Do this: Everything from the line containing "of the child's" to the last line of the records must be returned verbatim; nothing else belongs in the output.

--- Start ---

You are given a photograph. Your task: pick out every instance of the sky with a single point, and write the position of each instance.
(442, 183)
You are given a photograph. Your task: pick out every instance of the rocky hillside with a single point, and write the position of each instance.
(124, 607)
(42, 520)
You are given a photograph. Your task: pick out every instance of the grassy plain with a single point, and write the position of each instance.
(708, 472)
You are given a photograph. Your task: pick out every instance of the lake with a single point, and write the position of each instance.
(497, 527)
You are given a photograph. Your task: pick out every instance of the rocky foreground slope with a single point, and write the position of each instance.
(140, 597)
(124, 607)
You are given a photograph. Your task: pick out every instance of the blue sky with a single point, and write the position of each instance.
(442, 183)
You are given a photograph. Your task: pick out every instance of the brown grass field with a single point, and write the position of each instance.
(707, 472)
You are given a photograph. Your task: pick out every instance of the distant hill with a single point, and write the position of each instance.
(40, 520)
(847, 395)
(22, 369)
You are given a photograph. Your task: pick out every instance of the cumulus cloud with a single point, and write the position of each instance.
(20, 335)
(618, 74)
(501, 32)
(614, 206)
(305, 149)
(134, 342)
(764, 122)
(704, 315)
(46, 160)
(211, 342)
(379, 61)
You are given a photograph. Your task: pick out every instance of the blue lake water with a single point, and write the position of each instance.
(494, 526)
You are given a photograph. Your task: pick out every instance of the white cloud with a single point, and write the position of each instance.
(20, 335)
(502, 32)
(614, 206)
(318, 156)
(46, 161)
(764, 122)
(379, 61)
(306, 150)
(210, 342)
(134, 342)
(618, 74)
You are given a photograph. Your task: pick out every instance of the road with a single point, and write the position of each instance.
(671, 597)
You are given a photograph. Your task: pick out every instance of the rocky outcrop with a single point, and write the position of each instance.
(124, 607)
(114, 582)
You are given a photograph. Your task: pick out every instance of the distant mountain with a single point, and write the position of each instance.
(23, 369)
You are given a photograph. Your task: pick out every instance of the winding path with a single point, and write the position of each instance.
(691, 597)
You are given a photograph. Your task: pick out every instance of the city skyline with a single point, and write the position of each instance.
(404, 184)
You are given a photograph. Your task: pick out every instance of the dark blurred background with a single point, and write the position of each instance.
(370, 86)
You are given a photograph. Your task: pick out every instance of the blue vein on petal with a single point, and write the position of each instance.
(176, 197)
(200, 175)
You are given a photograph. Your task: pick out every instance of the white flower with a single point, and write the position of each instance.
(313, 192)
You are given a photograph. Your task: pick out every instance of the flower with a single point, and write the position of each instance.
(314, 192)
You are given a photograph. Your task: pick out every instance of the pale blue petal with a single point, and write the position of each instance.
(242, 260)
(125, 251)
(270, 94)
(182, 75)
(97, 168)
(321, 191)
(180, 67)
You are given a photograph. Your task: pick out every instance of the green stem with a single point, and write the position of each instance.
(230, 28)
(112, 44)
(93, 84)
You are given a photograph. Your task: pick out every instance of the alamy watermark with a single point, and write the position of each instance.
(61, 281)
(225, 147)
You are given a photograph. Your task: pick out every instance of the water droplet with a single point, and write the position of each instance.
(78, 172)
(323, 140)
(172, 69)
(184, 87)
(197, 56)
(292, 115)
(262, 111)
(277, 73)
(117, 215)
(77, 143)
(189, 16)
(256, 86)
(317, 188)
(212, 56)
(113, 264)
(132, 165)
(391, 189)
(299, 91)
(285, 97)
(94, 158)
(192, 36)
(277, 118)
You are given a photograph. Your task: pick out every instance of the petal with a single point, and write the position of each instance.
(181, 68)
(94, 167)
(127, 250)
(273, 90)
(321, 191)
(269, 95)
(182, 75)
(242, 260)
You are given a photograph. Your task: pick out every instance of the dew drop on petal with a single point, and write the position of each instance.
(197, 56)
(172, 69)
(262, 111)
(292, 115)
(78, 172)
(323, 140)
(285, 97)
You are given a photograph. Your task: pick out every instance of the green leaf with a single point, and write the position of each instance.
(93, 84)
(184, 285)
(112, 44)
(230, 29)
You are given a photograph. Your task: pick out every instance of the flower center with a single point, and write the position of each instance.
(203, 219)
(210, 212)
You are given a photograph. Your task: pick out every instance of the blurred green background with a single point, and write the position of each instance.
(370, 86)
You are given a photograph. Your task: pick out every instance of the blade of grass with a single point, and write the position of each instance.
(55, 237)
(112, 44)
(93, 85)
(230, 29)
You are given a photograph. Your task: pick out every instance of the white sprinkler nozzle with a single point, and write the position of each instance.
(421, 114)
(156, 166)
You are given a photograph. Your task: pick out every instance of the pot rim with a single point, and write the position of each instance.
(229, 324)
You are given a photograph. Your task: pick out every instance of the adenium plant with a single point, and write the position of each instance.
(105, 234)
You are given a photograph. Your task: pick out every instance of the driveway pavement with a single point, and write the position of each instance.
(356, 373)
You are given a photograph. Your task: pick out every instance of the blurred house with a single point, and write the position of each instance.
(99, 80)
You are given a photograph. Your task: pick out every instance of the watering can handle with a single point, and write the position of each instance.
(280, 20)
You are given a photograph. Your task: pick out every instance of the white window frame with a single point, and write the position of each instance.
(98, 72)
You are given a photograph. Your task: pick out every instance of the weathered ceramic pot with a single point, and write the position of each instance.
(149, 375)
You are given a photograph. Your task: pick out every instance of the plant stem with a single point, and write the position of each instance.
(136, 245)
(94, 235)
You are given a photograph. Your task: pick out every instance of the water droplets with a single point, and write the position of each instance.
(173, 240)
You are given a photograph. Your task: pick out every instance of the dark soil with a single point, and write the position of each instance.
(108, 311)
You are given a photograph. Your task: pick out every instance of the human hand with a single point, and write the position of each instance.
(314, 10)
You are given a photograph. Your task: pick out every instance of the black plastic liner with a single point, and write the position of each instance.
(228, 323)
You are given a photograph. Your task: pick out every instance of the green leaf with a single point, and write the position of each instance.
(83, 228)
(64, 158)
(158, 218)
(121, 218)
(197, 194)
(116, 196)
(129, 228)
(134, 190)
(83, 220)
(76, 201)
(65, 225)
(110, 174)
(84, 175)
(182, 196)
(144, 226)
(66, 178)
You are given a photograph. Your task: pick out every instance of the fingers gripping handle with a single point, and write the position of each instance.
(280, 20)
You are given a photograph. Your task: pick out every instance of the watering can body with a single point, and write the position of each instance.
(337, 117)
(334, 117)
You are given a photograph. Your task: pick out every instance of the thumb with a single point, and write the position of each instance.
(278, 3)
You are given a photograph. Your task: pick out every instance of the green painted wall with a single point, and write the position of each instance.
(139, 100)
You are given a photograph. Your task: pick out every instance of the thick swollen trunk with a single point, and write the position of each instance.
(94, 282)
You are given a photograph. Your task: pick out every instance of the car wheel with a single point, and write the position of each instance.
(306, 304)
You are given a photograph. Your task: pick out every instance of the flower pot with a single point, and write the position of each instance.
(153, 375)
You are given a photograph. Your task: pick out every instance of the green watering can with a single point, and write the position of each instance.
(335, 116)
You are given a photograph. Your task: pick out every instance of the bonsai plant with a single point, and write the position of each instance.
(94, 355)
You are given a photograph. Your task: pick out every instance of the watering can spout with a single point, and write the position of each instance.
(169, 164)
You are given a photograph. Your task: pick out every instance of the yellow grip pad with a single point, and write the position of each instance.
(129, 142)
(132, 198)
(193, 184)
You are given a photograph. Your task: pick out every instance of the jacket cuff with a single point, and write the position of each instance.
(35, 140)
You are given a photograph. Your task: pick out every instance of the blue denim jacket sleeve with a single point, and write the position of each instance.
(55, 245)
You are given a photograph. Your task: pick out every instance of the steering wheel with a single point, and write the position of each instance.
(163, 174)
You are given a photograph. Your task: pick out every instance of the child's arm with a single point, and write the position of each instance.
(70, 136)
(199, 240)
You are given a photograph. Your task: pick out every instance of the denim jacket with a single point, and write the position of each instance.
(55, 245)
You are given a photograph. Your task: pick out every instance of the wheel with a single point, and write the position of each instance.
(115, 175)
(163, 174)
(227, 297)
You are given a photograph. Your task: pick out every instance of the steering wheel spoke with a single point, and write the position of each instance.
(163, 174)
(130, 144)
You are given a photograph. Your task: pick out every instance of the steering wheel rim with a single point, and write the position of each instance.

--- End ---

Solution:
You are given a photograph. Your task: pick out every instance of the child's arm with a single point, and write the position of each instance.
(70, 136)
(199, 240)
You are given a photograph. Your task: pick out every instance of the denim jacket with a single point, and write the position of each instance.
(55, 245)
You are given a photograph. Your task: pick out every instance of the wheel with a single point, and write the position of each instance.
(115, 175)
(163, 174)
(227, 297)
You are given a photograph. Your task: pick out every instance of the steering wheel spoke with a single point, and write the position of each instance.
(163, 174)
(130, 144)
You are given a photograph. Your task: pick out every instance of the steering wheel rim with a single point, and write the position of each instance.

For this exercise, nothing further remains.